───── Passage provided ─────
I originally posted this message in the all grain forum but I got a suggestion to post it here as well...
Many sources will match the bicarbonates in brewing water with the appropriate style of beer that can be brewed with that water. So in the case of a pale ale, you would want bicarbonate levels lower than 50 ppm or in the case of a stout, much higher, perhaps 200ppm. I've listened to waterganza on The Brewing Network and now all that makes perfect sense to me. Where it gets cloudy is when we talk about residual alkalinity. For example, take the water below, which is very close to my actual water. Using the "matching bicarbonates to beer style" example, having bicarbonates near 100ppm makes the water not so hot for a light colored pale ale. But, since my calcium is so low, I add about 6 or 7 grams of gypsum to my water. Now, using the "residual alkalinity" example, the RA is about 0, which makes my water good for a pale ale according to the nomograph John Palmer created. My confusion is this, I added calcium to the water which made the RA just right for my pale ale, but the 100ppm of bicarbonates are still there, which is not so good. What is the correct assumption....
───── Dataset entries ─────
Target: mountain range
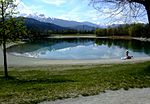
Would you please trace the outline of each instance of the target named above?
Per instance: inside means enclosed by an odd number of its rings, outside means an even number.
[[[39,26],[46,27],[47,29],[52,28],[51,30],[61,30],[61,29],[74,29],[78,31],[91,31],[95,30],[96,28],[99,28],[97,24],[91,23],[91,22],[77,22],[77,21],[69,21],[69,20],[63,20],[63,19],[57,19],[57,18],[50,18],[45,17],[44,15],[27,15],[26,18],[26,24],[28,26],[35,26],[40,28]],[[32,25],[31,25],[31,24]],[[37,26],[39,25],[39,26]],[[58,28],[58,29],[57,29]]]

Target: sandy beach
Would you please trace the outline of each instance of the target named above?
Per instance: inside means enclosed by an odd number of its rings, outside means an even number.
[[[87,67],[98,64],[126,64],[150,61],[150,57],[134,57],[131,60],[121,59],[103,59],[103,60],[46,60],[14,56],[7,54],[9,67],[23,67],[23,66],[59,66],[59,70],[63,70],[62,66],[70,69],[71,65],[86,65]],[[0,48],[0,67],[3,66],[3,53]],[[67,68],[67,66],[70,66]],[[90,66],[90,67],[91,67]],[[57,70],[56,68],[55,70]],[[56,101],[45,101],[40,104],[149,104],[150,102],[150,88],[143,89],[123,89],[118,91],[106,91],[99,95],[89,97],[69,98]]]
[[[89,64],[117,64],[149,61],[150,57],[134,57],[131,60],[97,59],[97,60],[47,60],[15,56],[7,54],[8,66],[48,66],[48,65],[89,65]],[[3,53],[0,48],[0,66],[3,65]]]
[[[106,91],[95,96],[45,101],[40,104],[150,104],[150,88]]]

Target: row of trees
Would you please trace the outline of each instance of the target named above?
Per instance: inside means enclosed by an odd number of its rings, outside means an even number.
[[[150,37],[150,28],[148,24],[126,24],[105,29],[98,28],[95,33],[97,36]]]

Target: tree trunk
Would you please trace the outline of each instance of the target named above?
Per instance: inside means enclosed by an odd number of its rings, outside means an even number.
[[[6,41],[3,38],[3,56],[4,56],[4,74],[5,77],[8,78],[8,71],[7,71],[7,54],[6,54]]]
[[[149,22],[149,25],[150,25],[150,5],[149,4],[145,5],[145,9],[147,11],[148,22]]]

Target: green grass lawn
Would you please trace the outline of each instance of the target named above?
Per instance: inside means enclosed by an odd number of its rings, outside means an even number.
[[[0,68],[0,102],[35,104],[95,95],[105,90],[150,87],[150,62],[81,66],[81,69],[62,71],[49,70],[50,67],[9,68],[8,79]]]

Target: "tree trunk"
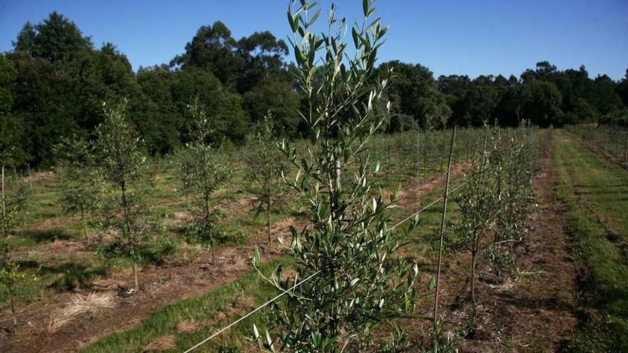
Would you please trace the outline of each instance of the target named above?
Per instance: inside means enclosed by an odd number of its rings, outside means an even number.
[[[139,292],[140,285],[137,279],[137,265],[135,262],[133,263],[133,284],[135,285],[135,291]]]
[[[475,266],[477,261],[477,249],[475,248],[471,252],[471,305],[472,309],[473,321],[475,321]]]
[[[439,242],[438,246],[438,265],[437,270],[436,272],[436,292],[434,295],[434,339],[436,339],[436,332],[438,329],[438,295],[440,286],[440,270],[442,265],[442,240],[445,237],[445,220],[447,215],[447,197],[449,196],[449,180],[450,175],[451,174],[451,164],[452,164],[452,158],[453,158],[453,152],[454,152],[454,141],[456,138],[456,127],[454,126],[453,132],[452,133],[452,140],[451,144],[450,145],[449,150],[449,163],[447,167],[447,176],[445,177],[445,193],[443,194],[443,200],[442,200],[442,217],[440,219],[440,240]]]
[[[270,245],[270,198],[266,201],[266,230],[268,232],[268,245]]]
[[[81,220],[83,221],[83,232],[85,234],[85,240],[89,242],[89,232],[87,230],[87,220],[85,218],[85,209],[81,205]]]

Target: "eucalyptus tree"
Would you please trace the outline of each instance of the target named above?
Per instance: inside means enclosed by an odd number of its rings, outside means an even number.
[[[214,262],[215,242],[217,237],[223,237],[223,235],[210,201],[212,193],[228,181],[231,168],[220,149],[208,141],[212,132],[212,121],[205,109],[198,100],[189,108],[194,125],[193,141],[181,152],[178,166],[183,188],[196,193],[201,202],[193,210],[194,221],[188,227],[186,233],[189,240],[211,249]]]
[[[268,312],[265,334],[253,327],[253,338],[267,351],[340,352],[349,346],[363,352],[376,344],[375,327],[414,307],[417,267],[395,255],[403,232],[389,226],[393,205],[374,195],[379,165],[367,147],[390,108],[377,108],[390,72],[377,77],[374,70],[388,27],[371,19],[373,3],[363,1],[363,23],[350,29],[332,4],[329,32],[320,35],[313,32],[320,11],[315,3],[290,3],[295,78],[306,97],[300,113],[309,145],[299,156],[292,143],[284,140],[280,147],[298,169],[294,178],[283,176],[308,200],[311,225],[290,230],[293,276],[283,279],[278,265],[265,277],[259,253],[253,257],[260,275],[288,290],[287,299]],[[345,31],[353,38],[350,49]]]
[[[268,244],[270,232],[270,213],[273,206],[281,202],[285,189],[280,171],[285,162],[274,141],[273,122],[267,115],[258,123],[246,138],[247,191],[255,195],[258,214],[265,212]]]
[[[126,101],[104,105],[105,118],[96,129],[93,144],[97,172],[103,182],[113,185],[105,195],[101,226],[115,236],[113,254],[128,259],[132,265],[135,290],[139,290],[137,265],[143,247],[155,230],[142,188],[146,175],[146,158],[142,140],[126,118]]]

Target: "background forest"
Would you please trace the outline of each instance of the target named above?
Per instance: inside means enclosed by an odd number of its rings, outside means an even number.
[[[296,110],[286,44],[270,31],[236,39],[223,24],[203,26],[168,63],[134,72],[111,43],[95,47],[70,19],[53,12],[26,23],[14,50],[0,54],[0,150],[14,165],[47,166],[65,137],[91,139],[103,121],[103,102],[128,100],[129,116],[148,153],[165,154],[191,140],[188,105],[198,98],[212,117],[210,139],[243,142],[248,129],[270,112],[275,127],[291,137],[305,129]],[[389,132],[484,121],[516,126],[580,123],[628,124],[628,71],[615,81],[589,76],[586,68],[557,70],[537,63],[520,77],[451,75],[399,61],[387,94]]]

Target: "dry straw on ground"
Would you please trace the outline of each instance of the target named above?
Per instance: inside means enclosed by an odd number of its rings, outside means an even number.
[[[113,307],[116,305],[114,296],[112,292],[92,292],[87,295],[75,295],[70,304],[56,310],[51,315],[48,324],[49,333],[57,332],[83,314],[96,314],[102,309]]]

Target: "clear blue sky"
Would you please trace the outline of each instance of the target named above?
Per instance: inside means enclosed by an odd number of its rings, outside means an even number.
[[[329,0],[320,1],[325,9]],[[360,0],[339,0],[360,18]],[[203,24],[222,21],[236,39],[270,30],[285,38],[288,0],[0,0],[0,51],[27,21],[56,10],[99,46],[111,41],[134,68],[168,63]],[[382,60],[420,63],[440,74],[519,76],[539,61],[587,66],[595,76],[628,68],[627,0],[380,0],[390,26]],[[324,18],[321,16],[321,19]]]

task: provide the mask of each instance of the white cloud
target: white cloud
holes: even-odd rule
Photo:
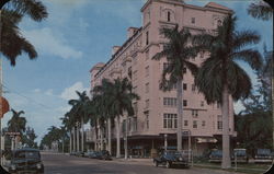
[[[25,31],[23,34],[43,54],[58,56],[64,59],[82,57],[82,53],[66,45],[66,40],[56,38],[49,27]]]
[[[87,91],[87,94],[89,93],[89,89],[88,88],[84,88],[83,86],[83,83],[82,82],[76,82],[75,84],[72,84],[71,86],[69,88],[66,88],[62,93],[60,94],[60,97],[64,98],[64,100],[72,100],[72,98],[77,98],[78,95],[76,93],[76,91],[79,91],[79,92],[83,92],[83,91]]]
[[[47,91],[45,92],[45,94],[46,94],[46,95],[53,95],[53,92],[54,92],[54,90],[53,90],[53,89],[49,89],[49,90],[47,90]]]

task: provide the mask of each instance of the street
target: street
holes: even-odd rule
[[[165,169],[156,167],[151,159],[127,160],[114,159],[101,161],[70,156],[60,153],[42,152],[45,174],[232,174],[230,172],[207,169]]]

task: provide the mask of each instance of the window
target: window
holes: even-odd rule
[[[149,44],[149,33],[147,32],[146,33],[146,45],[148,45]]]
[[[164,63],[163,63],[162,70],[164,71],[168,67],[169,67],[169,63],[168,63],[168,62],[164,62]]]
[[[183,106],[187,106],[187,101],[183,100]]]
[[[218,115],[217,116],[217,128],[219,129],[219,130],[221,130],[222,129],[222,120],[221,120],[222,118],[221,118],[221,115]]]
[[[204,105],[205,105],[205,102],[201,101],[201,107],[204,107]]]
[[[202,121],[202,127],[205,127],[205,120]]]
[[[146,88],[145,88],[145,90],[146,90],[146,93],[148,93],[148,92],[149,92],[149,83],[146,83]]]
[[[175,97],[163,97],[163,105],[164,106],[176,106],[176,98]]]
[[[145,73],[146,73],[146,77],[148,77],[148,76],[149,76],[149,66],[146,67],[145,71],[146,71],[146,72],[145,72]]]
[[[185,67],[183,68],[183,73],[186,73],[186,68]]]
[[[193,120],[193,128],[194,129],[198,128],[198,121],[197,120]]]
[[[149,107],[149,100],[146,101],[146,108]]]
[[[146,113],[146,128],[149,129],[149,113]]]
[[[189,126],[189,120],[184,120],[184,126]]]
[[[170,22],[170,12],[168,11],[168,22]]]
[[[194,118],[197,118],[198,117],[198,111],[197,109],[192,109],[192,116]]]
[[[134,107],[134,115],[138,115],[138,103],[137,102],[135,102],[134,103],[134,105],[133,105],[133,107]]]
[[[178,118],[176,114],[163,114],[163,128],[176,128]]]
[[[183,83],[183,90],[186,91],[187,90],[187,84]]]
[[[191,18],[191,23],[195,24],[195,18]]]
[[[196,90],[195,84],[192,84],[191,90],[194,92]]]
[[[137,80],[137,70],[134,71],[134,74],[133,74],[133,80]]]
[[[220,108],[220,103],[219,102],[217,102],[217,108]]]
[[[218,20],[217,21],[217,26],[220,26],[221,25],[221,20]]]

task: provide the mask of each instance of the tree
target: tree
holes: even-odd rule
[[[235,28],[235,16],[227,16],[218,26],[215,35],[202,34],[194,38],[194,45],[201,45],[209,51],[209,57],[202,63],[195,84],[205,95],[208,104],[218,102],[222,113],[222,161],[221,167],[230,164],[229,140],[229,97],[235,101],[247,98],[252,84],[247,72],[236,62],[244,61],[253,69],[261,66],[261,55],[258,50],[246,48],[260,42],[260,35],[253,31],[238,32]]]
[[[184,71],[189,69],[193,74],[195,74],[197,67],[190,61],[194,58],[198,49],[190,46],[192,38],[191,33],[186,28],[179,31],[176,25],[174,28],[161,28],[160,34],[164,35],[168,39],[163,44],[162,51],[156,54],[152,59],[160,60],[161,58],[167,58],[168,66],[163,70],[160,88],[163,91],[170,90],[172,85],[176,84],[176,101],[178,101],[178,151],[182,150],[182,120],[183,120],[183,89],[182,81],[184,78]]]
[[[28,54],[30,59],[37,57],[34,46],[26,40],[19,28],[23,16],[39,22],[47,18],[46,7],[38,0],[1,0],[0,2],[0,53],[15,66],[16,57]]]
[[[83,91],[82,93],[76,91],[78,95],[78,100],[70,100],[69,104],[72,105],[72,115],[75,115],[76,119],[80,120],[81,126],[82,126],[82,151],[83,151],[83,137],[84,137],[84,129],[83,125],[89,121],[89,116],[87,114],[87,104],[89,101],[89,96],[87,95],[87,92]]]
[[[101,104],[105,105],[106,116],[113,115],[113,118],[116,118],[116,158],[121,156],[121,116],[124,115],[124,112],[127,112],[128,116],[134,115],[134,108],[132,105],[133,100],[139,100],[139,96],[132,92],[130,82],[125,79],[115,79],[114,82],[111,82],[106,79],[102,80],[102,86],[94,89],[94,92],[101,92]],[[107,85],[106,85],[107,84]],[[99,90],[100,88],[105,88],[105,90]],[[103,107],[101,107],[103,109]],[[110,135],[109,135],[110,136]],[[110,140],[109,140],[110,141]]]

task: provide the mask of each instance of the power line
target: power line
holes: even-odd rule
[[[34,103],[34,104],[36,104],[36,105],[38,105],[38,106],[41,106],[41,107],[50,109],[50,112],[53,111],[53,107],[49,107],[49,106],[47,106],[47,105],[45,105],[45,104],[42,104],[42,103],[39,103],[39,102],[37,102],[37,101],[35,101],[35,100],[33,100],[33,98],[26,96],[26,95],[21,94],[20,92],[15,91],[15,90],[11,90],[11,89],[8,88],[5,84],[2,84],[2,86],[3,86],[4,89],[7,89],[7,90],[9,91],[9,93],[14,93],[14,94],[16,94],[16,95],[19,95],[19,96],[21,96],[21,97],[24,97],[24,98],[31,101],[32,103]]]

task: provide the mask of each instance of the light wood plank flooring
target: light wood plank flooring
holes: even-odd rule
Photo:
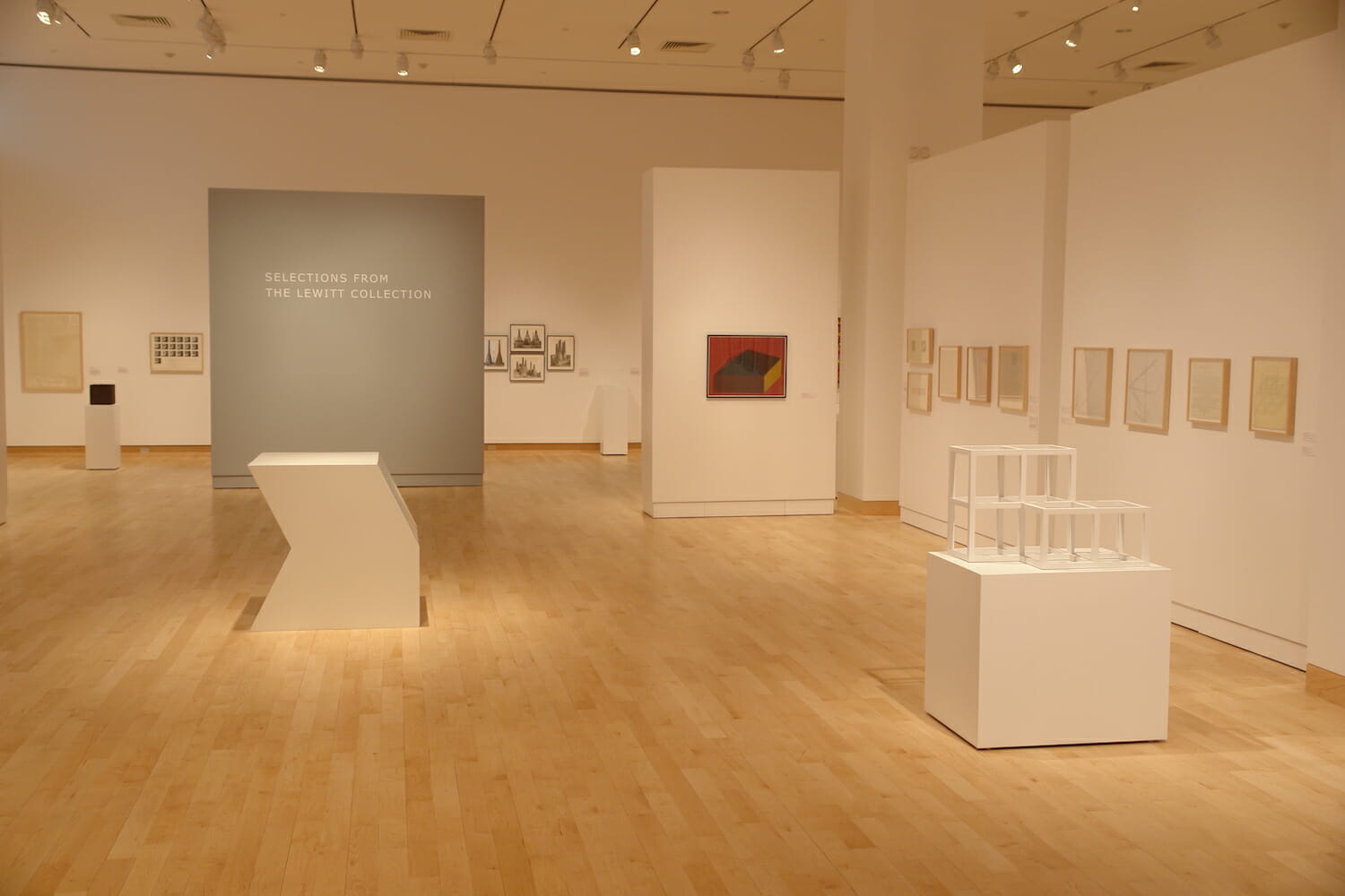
─────
__Task goal__
Please answer these questions from the brewing water post:
(a) What bicarbonate level does the post give for a pale ale?
(b) How much gypsum does the writer add to the water?
(c) What does the residual alkalinity come to after that addition?

__Response to the exercise__
(a) Lower than 50 ppm
(b) About 6 or 7 grams
(c) About 0